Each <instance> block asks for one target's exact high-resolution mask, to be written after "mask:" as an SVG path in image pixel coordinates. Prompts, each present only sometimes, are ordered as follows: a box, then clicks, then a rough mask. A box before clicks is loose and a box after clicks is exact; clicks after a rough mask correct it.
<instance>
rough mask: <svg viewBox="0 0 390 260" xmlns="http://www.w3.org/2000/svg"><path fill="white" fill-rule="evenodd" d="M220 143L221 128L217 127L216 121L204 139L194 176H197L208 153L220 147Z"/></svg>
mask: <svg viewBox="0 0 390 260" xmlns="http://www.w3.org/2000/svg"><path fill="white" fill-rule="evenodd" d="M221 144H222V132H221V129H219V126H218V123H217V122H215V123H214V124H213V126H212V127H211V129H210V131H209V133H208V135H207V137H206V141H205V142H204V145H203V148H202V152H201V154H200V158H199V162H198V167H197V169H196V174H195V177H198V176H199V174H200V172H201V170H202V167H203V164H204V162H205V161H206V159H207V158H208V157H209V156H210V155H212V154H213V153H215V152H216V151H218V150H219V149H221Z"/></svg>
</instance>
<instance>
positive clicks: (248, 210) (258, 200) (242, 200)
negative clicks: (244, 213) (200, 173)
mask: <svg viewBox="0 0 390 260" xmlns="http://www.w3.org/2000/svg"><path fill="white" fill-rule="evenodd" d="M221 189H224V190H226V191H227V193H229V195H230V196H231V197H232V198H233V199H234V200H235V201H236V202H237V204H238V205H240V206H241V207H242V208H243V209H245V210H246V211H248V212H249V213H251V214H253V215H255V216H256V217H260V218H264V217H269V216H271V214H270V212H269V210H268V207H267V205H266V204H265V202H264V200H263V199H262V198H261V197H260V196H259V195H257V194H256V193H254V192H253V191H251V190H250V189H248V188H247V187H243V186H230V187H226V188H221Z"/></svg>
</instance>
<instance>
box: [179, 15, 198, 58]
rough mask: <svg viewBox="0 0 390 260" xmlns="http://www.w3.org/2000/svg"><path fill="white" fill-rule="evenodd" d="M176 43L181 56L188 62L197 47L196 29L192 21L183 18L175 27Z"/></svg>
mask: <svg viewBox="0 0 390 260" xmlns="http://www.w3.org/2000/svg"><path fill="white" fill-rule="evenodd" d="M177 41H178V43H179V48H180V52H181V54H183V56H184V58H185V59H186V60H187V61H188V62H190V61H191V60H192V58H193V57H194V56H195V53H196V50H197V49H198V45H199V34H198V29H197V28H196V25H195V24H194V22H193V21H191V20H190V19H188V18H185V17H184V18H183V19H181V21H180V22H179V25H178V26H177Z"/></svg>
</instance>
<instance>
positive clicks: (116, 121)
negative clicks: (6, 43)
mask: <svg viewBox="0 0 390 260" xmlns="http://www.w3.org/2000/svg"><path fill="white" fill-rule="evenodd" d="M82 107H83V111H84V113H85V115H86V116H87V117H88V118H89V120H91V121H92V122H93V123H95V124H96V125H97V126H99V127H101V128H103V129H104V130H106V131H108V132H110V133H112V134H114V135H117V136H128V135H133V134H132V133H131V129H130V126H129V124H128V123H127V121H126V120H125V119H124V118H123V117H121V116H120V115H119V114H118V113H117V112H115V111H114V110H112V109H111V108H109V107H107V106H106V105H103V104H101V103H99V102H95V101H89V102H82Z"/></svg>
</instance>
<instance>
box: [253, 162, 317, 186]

* * *

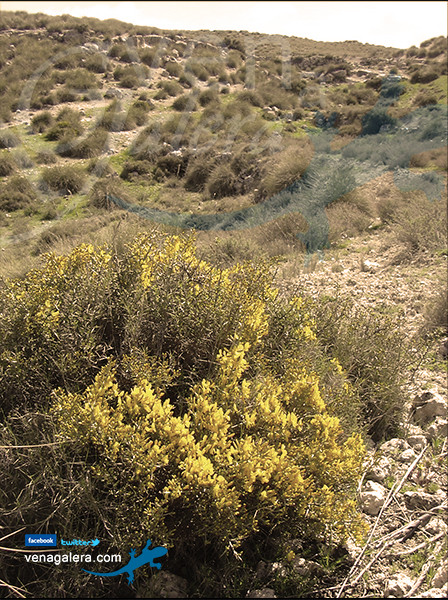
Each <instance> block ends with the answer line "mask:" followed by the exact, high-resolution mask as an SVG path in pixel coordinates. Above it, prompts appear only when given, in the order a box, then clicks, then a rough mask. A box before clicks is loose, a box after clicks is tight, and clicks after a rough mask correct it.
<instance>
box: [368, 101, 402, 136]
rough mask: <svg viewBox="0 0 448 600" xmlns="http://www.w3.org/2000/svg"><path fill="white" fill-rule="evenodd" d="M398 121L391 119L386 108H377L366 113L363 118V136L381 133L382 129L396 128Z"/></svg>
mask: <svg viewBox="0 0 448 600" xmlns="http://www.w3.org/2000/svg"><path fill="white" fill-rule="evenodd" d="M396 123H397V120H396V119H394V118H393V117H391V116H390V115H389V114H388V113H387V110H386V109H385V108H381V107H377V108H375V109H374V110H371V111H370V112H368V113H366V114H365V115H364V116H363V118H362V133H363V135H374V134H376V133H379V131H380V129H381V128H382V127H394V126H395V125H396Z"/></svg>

...

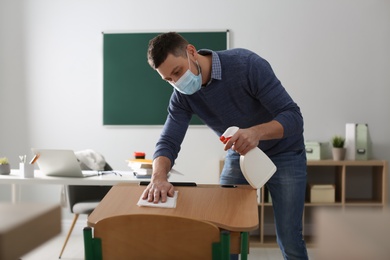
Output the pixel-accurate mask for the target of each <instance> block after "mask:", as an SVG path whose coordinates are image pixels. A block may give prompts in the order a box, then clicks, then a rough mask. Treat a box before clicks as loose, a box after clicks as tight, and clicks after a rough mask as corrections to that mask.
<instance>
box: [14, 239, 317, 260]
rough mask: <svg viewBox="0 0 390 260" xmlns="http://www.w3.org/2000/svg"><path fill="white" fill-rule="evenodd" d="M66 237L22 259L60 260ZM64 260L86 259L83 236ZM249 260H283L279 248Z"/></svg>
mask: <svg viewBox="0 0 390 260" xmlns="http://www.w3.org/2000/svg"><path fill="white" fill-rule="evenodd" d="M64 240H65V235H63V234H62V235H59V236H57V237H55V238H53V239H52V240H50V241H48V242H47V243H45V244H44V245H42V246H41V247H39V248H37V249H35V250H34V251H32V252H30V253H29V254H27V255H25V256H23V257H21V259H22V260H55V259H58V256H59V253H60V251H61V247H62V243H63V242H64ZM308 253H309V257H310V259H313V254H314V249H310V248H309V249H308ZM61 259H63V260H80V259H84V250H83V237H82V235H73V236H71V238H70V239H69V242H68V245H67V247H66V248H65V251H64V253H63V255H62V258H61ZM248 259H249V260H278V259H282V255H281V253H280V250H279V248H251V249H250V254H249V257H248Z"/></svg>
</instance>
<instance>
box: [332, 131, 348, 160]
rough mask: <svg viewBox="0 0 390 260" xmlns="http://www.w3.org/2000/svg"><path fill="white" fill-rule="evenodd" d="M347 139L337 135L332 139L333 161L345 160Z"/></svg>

▶ Problem requirements
Extract, from the listing above, every line where the string "tight" occurs.

▶ Reply to the exercise
Each <instance> block ends with the answer line "mask:" followed by the exact, high-resolution mask as an SVG path in pixel coordinates. Above it, prompts appear only when given, in the order a box, then clicks, then a rough mask. A box before clicks is loose, a box after clicks is tight, and clicks after a rough mask correct it.
Output the pixel-accurate mask for the target of each <instance> block after "mask:", as an SVG path whose coordinates are image pixels. A block may give prompts in the order a box, then clicks, then a rough mask. Treat a box before clicks as loose, a box after clicks as tight, and clicks after a rough mask as corrections to that mask.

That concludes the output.